Source data:
*****

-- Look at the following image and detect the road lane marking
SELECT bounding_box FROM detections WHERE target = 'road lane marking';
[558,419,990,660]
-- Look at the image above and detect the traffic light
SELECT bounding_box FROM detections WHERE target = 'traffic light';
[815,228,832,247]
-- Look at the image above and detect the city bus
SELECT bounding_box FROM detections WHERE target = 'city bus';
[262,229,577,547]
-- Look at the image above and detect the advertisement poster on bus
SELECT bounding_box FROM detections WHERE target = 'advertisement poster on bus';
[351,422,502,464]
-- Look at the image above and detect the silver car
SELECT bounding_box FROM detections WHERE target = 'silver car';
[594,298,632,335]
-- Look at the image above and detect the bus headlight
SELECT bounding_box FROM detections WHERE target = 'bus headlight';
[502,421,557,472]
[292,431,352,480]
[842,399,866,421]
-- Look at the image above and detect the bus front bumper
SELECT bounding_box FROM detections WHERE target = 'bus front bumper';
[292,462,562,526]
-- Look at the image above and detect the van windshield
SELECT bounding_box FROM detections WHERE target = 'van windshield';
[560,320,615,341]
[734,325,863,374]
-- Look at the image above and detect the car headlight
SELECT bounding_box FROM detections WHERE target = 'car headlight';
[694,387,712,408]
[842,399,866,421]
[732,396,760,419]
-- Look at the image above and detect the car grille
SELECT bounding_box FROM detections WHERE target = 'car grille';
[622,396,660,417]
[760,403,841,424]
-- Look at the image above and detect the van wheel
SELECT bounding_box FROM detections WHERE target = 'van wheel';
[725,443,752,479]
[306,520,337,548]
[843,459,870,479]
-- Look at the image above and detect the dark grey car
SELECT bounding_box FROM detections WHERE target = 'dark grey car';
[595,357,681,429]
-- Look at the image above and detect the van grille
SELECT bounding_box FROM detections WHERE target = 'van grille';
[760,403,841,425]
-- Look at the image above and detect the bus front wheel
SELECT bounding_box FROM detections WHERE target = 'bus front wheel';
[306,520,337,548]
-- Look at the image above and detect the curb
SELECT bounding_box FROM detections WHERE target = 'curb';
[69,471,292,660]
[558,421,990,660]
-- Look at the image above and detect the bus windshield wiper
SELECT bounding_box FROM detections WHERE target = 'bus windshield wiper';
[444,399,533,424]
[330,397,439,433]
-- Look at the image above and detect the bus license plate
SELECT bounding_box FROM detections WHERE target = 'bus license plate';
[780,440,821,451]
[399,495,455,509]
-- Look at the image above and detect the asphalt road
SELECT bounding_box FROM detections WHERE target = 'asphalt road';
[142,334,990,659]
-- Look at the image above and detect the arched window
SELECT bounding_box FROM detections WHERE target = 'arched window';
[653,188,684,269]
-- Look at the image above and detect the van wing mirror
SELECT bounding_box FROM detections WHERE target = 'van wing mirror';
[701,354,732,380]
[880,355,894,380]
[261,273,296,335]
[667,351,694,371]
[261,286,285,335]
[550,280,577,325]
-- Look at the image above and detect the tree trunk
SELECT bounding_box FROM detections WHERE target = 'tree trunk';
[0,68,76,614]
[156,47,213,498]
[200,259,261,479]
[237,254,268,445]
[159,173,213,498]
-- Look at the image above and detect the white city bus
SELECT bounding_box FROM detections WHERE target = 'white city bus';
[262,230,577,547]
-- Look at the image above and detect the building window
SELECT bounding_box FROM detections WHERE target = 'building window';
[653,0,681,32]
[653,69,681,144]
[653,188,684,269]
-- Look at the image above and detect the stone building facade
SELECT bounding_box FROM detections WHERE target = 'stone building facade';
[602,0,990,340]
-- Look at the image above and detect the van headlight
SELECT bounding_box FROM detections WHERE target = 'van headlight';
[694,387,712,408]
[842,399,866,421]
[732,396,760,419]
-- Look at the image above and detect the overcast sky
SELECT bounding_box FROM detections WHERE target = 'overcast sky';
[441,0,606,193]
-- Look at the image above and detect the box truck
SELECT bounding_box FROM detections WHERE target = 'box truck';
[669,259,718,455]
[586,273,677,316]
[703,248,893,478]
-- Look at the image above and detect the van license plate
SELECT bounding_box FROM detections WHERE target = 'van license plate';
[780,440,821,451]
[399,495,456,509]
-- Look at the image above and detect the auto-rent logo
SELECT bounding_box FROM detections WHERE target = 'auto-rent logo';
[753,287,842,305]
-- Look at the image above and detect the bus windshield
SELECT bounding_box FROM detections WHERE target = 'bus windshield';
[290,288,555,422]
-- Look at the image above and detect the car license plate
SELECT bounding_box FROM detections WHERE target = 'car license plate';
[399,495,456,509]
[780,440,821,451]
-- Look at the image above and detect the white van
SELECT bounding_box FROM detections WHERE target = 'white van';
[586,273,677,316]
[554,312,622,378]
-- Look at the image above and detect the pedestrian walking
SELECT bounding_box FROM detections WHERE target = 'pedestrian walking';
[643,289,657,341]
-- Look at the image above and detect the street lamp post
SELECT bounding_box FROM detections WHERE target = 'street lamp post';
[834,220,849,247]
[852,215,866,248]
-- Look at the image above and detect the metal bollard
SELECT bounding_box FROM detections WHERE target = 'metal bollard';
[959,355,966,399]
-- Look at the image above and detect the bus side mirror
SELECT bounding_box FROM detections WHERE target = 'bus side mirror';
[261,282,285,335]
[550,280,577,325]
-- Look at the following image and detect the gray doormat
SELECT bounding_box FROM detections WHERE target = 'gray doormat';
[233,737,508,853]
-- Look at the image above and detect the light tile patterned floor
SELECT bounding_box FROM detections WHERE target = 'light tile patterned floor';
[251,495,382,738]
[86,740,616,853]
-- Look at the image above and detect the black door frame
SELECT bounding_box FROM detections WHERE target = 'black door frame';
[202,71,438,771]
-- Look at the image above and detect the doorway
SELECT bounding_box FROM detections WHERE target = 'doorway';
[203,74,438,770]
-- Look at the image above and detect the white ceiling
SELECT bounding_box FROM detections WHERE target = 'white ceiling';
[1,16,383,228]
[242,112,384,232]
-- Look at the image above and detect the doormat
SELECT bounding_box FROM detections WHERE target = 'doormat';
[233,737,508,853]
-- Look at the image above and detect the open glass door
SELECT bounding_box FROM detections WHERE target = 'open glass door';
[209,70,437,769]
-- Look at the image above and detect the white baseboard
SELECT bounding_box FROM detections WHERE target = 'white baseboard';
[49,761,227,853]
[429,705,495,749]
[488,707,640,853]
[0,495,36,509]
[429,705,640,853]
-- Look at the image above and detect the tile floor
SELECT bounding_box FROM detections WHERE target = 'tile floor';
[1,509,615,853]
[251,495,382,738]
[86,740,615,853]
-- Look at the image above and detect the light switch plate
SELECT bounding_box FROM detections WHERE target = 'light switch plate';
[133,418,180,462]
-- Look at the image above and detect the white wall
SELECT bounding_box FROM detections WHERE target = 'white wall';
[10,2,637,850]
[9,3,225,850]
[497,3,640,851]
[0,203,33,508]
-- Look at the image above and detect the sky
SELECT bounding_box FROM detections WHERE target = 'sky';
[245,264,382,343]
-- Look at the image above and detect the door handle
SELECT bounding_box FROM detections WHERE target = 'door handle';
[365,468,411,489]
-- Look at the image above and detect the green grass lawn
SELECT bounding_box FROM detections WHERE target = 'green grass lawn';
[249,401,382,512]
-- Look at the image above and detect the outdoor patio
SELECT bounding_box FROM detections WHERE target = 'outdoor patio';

*****

◆ Exercise description
How many lines in the source data contain the string "poster"? Case matters. Reply with the number alone.

◆ Solution to the problem
2